Reproduce the entries exactly.

===== SUPPLIED ENTRIES =====

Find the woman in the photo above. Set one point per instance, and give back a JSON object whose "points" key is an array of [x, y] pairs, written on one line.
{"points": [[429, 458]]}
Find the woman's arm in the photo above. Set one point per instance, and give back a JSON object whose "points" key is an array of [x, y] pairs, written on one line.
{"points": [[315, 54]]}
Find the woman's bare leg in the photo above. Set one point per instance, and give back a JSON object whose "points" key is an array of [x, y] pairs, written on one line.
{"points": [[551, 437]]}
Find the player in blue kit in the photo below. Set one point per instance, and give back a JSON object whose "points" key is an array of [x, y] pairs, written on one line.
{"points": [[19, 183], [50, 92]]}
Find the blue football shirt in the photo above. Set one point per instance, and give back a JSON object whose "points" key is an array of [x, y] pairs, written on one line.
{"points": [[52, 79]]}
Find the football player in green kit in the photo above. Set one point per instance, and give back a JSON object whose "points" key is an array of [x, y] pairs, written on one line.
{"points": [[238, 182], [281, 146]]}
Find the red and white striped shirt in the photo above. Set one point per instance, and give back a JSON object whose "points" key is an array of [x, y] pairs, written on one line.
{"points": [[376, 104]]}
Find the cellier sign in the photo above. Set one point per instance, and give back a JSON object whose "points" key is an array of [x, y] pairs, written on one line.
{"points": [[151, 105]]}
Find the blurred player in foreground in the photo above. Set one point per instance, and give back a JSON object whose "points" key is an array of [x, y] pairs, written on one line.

=====

ANSWER:
Find the woman in the photo above. Set one point per instance, and give back a JSON object whose "points" key is an array of [x, y] pairs, written on one line.
{"points": [[429, 458]]}
Find the woman's arm in the photo above. Set one point per instance, and give back a JSON object whose "points" key is an array of [x, y] pairs, written on one line.
{"points": [[315, 54]]}
Find the woman's bare leg in the photo above. Set one point per instance, and give back a JSON object whose "points" key is an array of [x, y] pairs, written on one line.
{"points": [[551, 437]]}
Find the player in blue kit in the photo below. Set one point per instance, and give back a JSON object whose "points" key is an array of [x, y] pairs, written on one line.
{"points": [[19, 183], [50, 92]]}
Find the blue football shirt in the photo above. Set one point per instance, and give back a JSON object whose "points" key is an array of [x, y] pairs, written on one line.
{"points": [[52, 79]]}
Find the football player in green kit in the photo above. Set one point per instance, and give back a JSON object whose "points" key is an array of [x, y] pairs, written on one line.
{"points": [[238, 182], [281, 146]]}
Find the red and white striped shirt in the photo above. Set one point per instance, and give back a JSON object whose "points" key is an array of [x, y] pairs, written on one line.
{"points": [[376, 104]]}
Find the cellier sign in the photo above. Set one point per instance, and give back a JSON object whose "points" key is an array of [x, y] pairs, written on one line.
{"points": [[151, 105]]}
Find the blurred player in foreground in the photo above. Set one point per instance, and give back a JSON object whose "points" key is an array of [x, y] pairs, written on one line.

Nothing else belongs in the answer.